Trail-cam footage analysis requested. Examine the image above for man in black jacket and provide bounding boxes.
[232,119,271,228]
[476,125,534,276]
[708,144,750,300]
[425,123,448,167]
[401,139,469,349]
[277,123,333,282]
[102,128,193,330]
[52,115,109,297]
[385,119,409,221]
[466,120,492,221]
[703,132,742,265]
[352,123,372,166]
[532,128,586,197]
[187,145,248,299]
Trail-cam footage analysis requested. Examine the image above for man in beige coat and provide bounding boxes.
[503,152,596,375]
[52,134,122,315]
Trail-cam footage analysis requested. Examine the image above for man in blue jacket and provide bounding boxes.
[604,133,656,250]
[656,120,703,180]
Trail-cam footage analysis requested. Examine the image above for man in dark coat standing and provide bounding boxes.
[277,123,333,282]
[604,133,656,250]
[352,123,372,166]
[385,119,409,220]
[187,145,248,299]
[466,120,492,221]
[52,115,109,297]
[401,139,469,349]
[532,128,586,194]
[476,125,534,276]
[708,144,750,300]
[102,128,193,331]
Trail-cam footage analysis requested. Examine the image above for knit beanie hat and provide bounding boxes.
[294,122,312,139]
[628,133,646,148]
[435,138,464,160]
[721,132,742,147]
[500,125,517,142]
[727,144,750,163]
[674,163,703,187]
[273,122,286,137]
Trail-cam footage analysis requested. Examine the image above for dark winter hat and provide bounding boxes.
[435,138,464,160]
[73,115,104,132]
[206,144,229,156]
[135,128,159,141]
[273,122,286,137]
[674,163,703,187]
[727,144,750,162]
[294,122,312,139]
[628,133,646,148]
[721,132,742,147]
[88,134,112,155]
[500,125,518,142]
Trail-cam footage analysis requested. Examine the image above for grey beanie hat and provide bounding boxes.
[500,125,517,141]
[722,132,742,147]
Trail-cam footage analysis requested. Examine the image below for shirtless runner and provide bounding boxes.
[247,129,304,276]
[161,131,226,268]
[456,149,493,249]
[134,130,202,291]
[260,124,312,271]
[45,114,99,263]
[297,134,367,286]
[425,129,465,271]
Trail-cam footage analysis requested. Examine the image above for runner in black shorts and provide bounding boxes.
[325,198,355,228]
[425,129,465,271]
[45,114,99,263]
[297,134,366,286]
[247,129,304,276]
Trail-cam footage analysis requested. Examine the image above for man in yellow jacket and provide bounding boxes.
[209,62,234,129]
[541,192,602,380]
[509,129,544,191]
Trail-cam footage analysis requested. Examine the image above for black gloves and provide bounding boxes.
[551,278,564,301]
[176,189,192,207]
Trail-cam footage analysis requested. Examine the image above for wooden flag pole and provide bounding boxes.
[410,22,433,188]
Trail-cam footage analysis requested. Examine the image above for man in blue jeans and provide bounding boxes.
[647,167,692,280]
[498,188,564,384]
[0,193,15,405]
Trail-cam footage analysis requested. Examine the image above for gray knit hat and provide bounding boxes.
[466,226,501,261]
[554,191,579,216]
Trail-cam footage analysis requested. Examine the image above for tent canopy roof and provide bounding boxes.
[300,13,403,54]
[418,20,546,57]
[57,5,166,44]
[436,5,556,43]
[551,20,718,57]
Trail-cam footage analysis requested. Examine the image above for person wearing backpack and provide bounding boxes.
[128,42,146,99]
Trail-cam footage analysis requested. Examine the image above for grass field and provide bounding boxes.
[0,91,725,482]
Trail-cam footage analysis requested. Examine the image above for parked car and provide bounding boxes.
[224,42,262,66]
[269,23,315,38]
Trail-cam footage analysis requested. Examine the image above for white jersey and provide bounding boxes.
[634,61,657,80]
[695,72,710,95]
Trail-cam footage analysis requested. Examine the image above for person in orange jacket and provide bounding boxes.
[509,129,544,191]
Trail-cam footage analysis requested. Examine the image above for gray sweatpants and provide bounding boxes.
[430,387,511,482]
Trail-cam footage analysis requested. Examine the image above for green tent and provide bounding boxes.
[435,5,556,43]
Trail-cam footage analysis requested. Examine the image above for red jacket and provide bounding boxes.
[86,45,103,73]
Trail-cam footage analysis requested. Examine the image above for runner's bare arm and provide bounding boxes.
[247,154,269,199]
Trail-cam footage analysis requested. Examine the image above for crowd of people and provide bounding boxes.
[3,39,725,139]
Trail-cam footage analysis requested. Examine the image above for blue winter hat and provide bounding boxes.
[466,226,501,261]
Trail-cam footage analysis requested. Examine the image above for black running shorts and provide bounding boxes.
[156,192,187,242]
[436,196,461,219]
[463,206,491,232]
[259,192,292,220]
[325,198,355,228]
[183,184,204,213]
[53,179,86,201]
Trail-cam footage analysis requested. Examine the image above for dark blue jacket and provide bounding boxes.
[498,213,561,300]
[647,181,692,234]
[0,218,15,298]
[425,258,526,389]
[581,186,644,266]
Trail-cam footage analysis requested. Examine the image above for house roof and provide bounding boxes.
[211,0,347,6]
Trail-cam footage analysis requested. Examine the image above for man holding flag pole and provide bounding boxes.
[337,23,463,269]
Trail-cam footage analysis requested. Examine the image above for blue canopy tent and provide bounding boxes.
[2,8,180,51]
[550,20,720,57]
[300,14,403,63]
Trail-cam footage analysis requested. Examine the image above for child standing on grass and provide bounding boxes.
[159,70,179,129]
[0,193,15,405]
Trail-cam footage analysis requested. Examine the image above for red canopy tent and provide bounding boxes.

-- Exercise --
Copy the items from the line containing "in blue jacket and provide bounding boxes." through the line containing "[656,120,703,180]", including both of those lines, exactly as they appear.

-- Complete output --
Trail-cam footage analysis requested. Examine the image above for man in blue jacket and provide bounding boxes.
[604,133,656,250]
[656,120,703,180]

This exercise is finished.